Material supplied section start

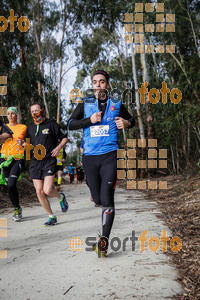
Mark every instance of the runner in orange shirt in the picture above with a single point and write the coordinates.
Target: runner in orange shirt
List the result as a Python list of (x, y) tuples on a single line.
[(12, 161)]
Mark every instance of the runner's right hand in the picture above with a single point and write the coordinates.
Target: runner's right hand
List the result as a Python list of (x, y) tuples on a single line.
[(96, 117)]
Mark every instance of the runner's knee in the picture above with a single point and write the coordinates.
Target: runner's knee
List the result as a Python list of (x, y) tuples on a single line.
[(48, 190)]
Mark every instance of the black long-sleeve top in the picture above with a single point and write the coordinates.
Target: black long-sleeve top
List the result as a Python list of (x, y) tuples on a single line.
[(76, 120)]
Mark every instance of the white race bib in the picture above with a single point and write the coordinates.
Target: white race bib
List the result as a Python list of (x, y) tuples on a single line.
[(99, 130)]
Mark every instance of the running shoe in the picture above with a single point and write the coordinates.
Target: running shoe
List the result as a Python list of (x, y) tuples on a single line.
[(51, 221), (63, 203), (101, 248), (17, 216)]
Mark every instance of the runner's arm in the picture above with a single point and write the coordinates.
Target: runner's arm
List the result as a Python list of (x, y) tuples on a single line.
[(126, 116), (76, 120)]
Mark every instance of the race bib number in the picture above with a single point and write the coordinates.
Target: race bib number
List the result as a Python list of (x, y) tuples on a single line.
[(99, 130)]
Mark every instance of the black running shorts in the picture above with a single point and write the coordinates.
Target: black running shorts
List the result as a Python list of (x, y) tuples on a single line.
[(41, 168)]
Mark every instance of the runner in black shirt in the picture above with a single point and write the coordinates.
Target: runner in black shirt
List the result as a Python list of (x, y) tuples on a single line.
[(46, 133)]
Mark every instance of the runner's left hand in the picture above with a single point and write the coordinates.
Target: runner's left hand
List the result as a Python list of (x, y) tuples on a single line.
[(55, 152), (121, 123)]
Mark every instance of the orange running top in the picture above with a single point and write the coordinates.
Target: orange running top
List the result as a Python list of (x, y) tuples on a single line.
[(10, 147)]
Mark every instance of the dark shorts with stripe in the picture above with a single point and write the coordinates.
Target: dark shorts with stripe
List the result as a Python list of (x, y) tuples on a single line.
[(41, 168), (59, 168)]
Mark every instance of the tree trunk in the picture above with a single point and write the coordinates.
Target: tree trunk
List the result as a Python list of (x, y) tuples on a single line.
[(38, 49), (61, 62), (140, 122), (145, 76)]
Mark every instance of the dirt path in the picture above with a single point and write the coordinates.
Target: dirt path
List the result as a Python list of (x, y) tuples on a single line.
[(41, 265)]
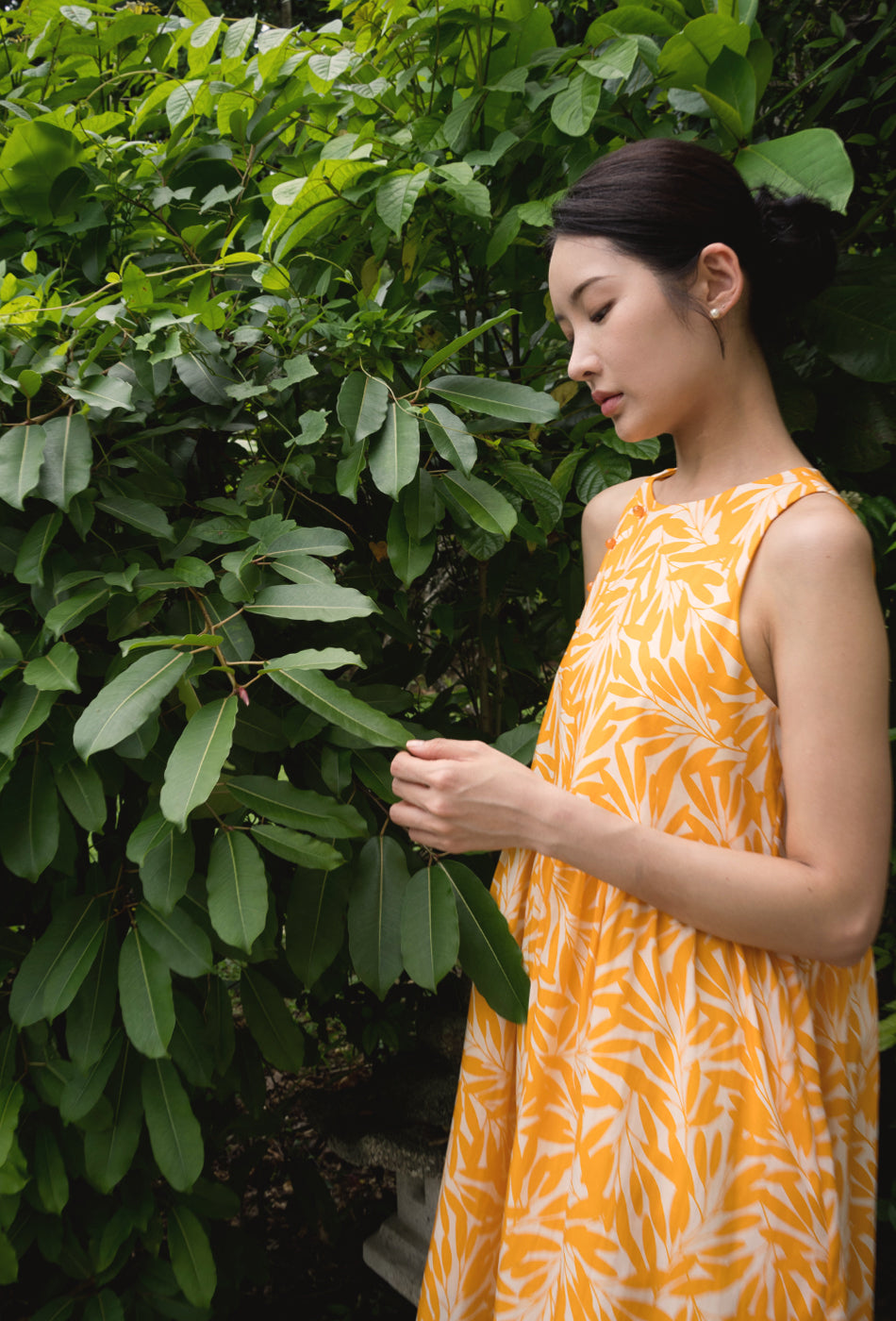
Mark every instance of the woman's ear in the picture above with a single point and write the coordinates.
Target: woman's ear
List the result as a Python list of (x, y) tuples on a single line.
[(720, 281)]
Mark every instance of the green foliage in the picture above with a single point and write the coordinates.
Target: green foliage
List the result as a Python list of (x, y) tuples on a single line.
[(283, 479)]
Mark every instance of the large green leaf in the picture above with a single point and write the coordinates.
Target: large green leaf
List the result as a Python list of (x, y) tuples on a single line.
[(574, 108), (177, 938), (23, 711), (375, 913), (311, 601), (68, 456), (429, 928), (362, 405), (108, 1152), (276, 1032), (338, 706), (812, 161), (301, 809), (450, 438), (854, 323), (238, 889), (496, 398), (39, 539), (174, 1131), (395, 455), (22, 455), (128, 700), (29, 816), (195, 761), (191, 1251), (145, 994), (89, 1021), (486, 506), (83, 794), (316, 921), (294, 847), (489, 953), (165, 859)]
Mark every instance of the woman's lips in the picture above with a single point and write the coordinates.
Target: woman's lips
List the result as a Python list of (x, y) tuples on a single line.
[(608, 403)]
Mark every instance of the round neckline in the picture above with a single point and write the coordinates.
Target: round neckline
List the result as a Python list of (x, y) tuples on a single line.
[(729, 491)]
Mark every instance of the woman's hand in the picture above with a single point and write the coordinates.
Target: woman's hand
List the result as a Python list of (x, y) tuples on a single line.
[(462, 796)]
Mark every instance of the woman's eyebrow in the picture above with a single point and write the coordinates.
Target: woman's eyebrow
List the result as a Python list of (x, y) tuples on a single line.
[(578, 291)]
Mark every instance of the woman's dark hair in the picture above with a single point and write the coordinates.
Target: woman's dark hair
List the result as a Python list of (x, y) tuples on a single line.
[(663, 201)]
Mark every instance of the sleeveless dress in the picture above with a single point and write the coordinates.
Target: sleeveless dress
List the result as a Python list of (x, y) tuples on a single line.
[(685, 1129)]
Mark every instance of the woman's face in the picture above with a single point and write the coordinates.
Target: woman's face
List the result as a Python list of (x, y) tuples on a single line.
[(648, 369)]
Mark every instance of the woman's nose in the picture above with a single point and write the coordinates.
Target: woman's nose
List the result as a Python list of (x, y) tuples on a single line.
[(582, 360)]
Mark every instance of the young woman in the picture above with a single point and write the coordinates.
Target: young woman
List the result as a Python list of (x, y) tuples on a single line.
[(696, 862)]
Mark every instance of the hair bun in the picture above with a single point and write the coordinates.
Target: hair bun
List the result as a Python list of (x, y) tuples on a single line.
[(797, 248)]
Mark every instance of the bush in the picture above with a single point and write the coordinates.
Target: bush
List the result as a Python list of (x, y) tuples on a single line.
[(280, 473)]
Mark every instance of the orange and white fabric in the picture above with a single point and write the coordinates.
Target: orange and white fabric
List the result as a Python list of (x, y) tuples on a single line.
[(685, 1129)]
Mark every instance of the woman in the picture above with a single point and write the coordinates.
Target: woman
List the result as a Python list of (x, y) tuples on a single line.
[(696, 864)]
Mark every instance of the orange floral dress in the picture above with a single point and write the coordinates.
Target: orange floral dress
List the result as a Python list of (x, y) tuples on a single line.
[(685, 1129)]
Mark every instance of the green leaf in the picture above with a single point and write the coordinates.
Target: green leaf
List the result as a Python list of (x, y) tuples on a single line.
[(145, 994), (103, 393), (29, 564), (68, 458), (813, 161), (50, 1179), (177, 940), (395, 455), (301, 809), (238, 889), (529, 482), (191, 1259), (854, 324), (294, 847), (360, 406), (83, 1090), (75, 610), (311, 601), (338, 706), (429, 928), (195, 761), (109, 1152), (572, 109), (397, 194), (55, 671), (128, 700), (316, 921), (456, 345), (496, 398), (730, 92), (276, 1032), (82, 793), (409, 559), (138, 512), (105, 1307), (687, 57), (23, 711), (29, 816), (10, 1100), (450, 438), (489, 953), (174, 1132), (165, 859), (22, 455), (486, 506), (89, 1020), (375, 913)]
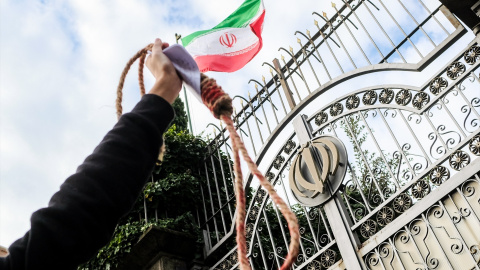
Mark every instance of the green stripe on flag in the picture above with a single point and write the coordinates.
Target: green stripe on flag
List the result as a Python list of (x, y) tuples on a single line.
[(238, 19)]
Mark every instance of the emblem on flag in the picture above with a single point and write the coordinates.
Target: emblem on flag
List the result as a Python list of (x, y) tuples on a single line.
[(228, 40), (231, 44)]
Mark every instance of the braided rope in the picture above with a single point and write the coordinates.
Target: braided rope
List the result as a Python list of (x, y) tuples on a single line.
[(140, 54), (220, 104)]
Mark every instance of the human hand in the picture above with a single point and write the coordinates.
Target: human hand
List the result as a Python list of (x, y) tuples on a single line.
[(167, 83)]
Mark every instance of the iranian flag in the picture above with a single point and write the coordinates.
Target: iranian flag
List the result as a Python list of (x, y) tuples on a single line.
[(231, 44)]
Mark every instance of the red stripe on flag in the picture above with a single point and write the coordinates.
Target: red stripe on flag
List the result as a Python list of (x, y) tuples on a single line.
[(233, 61), (226, 62)]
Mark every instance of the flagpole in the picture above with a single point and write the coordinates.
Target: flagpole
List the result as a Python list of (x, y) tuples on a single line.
[(177, 38)]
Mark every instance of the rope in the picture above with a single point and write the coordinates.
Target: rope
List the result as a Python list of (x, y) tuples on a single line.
[(220, 104)]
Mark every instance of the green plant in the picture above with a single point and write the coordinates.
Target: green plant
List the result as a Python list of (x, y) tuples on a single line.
[(170, 198)]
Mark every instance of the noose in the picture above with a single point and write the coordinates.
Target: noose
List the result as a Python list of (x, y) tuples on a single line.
[(220, 104)]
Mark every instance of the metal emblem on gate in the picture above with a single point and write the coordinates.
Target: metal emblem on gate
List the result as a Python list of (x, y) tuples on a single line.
[(318, 170)]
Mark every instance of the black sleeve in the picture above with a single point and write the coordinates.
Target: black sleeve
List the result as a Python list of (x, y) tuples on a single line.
[(82, 215)]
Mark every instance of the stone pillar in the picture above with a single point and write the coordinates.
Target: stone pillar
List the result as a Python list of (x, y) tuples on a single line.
[(162, 249)]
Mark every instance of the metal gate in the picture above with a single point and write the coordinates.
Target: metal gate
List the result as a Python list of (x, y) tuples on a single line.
[(402, 94)]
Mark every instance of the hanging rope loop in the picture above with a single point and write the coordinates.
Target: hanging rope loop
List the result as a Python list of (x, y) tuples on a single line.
[(220, 104)]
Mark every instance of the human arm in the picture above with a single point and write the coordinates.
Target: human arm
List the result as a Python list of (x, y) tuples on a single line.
[(82, 215)]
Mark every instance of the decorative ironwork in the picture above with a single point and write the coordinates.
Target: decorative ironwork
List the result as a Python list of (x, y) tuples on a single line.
[(260, 195), (321, 118), (310, 190), (455, 70), (387, 191), (336, 109), (253, 213), (314, 265), (437, 85), (439, 175), (370, 97), (474, 145), (420, 99), (277, 163), (352, 102), (249, 229), (328, 258), (385, 216), (420, 189), (401, 203), (289, 146), (459, 160), (472, 55), (386, 96), (403, 97), (368, 228)]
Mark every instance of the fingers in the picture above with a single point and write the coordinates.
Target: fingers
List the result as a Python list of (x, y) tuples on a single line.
[(157, 46)]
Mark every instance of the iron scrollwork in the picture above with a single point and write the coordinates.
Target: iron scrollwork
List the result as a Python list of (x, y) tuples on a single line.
[(386, 96), (401, 203), (472, 55), (385, 216), (352, 102), (336, 109), (455, 70), (420, 100), (439, 174), (277, 163), (289, 146), (328, 258), (459, 160), (437, 85), (403, 97), (321, 118), (368, 228), (370, 97), (420, 189), (474, 145)]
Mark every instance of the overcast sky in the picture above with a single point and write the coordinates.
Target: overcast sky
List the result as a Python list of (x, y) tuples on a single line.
[(60, 62)]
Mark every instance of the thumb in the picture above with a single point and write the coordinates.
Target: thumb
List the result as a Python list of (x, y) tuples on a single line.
[(157, 46)]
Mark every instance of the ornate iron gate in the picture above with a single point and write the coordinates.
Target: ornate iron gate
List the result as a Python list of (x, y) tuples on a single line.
[(409, 198)]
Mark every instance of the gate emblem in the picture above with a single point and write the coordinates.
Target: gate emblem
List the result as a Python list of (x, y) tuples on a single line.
[(228, 40), (318, 170)]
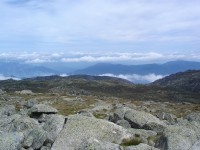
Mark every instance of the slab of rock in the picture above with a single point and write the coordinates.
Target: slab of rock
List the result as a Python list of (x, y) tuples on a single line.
[(196, 146), (6, 122), (195, 116), (79, 128), (167, 116), (23, 124), (30, 103), (41, 108), (35, 138), (159, 128), (94, 144), (53, 126), (177, 138), (119, 113), (11, 141), (138, 119), (123, 123), (44, 148), (141, 146), (85, 113), (7, 110)]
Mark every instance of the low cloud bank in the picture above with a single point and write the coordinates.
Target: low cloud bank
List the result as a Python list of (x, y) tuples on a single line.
[(2, 77), (136, 78)]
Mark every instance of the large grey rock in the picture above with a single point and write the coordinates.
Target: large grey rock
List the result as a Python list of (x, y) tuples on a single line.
[(138, 119), (2, 92), (80, 128), (159, 128), (11, 141), (193, 125), (44, 148), (85, 113), (53, 126), (94, 144), (119, 113), (6, 122), (30, 103), (143, 133), (41, 108), (37, 136), (195, 116), (177, 138), (23, 124), (123, 123), (196, 146), (141, 146), (7, 110), (167, 116)]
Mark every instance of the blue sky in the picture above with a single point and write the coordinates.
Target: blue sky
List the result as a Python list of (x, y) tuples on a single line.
[(100, 30)]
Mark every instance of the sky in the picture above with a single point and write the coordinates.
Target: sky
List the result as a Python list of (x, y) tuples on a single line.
[(117, 31)]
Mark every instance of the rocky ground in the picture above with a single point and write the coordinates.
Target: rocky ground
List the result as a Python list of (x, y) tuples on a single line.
[(65, 122)]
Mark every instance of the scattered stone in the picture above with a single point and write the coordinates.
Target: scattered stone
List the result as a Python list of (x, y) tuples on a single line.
[(30, 103), (196, 146), (23, 124), (177, 138), (7, 110), (11, 141), (38, 135), (195, 116), (2, 92), (159, 128), (94, 144), (80, 128), (85, 113), (141, 146), (6, 122), (44, 148), (167, 116), (123, 123), (138, 119), (42, 109), (53, 126), (119, 113)]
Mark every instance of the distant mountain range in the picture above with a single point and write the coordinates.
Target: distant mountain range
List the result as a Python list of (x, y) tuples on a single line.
[(159, 69), (23, 70), (180, 87), (188, 81)]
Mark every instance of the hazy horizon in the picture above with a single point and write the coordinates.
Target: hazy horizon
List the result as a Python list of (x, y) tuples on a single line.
[(138, 31)]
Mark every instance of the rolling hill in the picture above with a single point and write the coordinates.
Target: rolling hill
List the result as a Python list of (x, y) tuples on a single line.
[(160, 69)]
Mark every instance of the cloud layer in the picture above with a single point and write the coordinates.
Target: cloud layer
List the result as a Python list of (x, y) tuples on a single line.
[(109, 24), (96, 57), (135, 78), (2, 77)]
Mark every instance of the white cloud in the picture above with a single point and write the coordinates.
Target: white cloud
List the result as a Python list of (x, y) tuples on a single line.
[(135, 78), (2, 77), (115, 20), (95, 57)]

Material supplied section end

* Work instruction: Which of the lines above contain "eyebrow"? Return them all.

* Exercise answer:
Mark every instance of the woman's eyebrow in the picture above with a single point and write the coordinates.
Target: woman's eyebrow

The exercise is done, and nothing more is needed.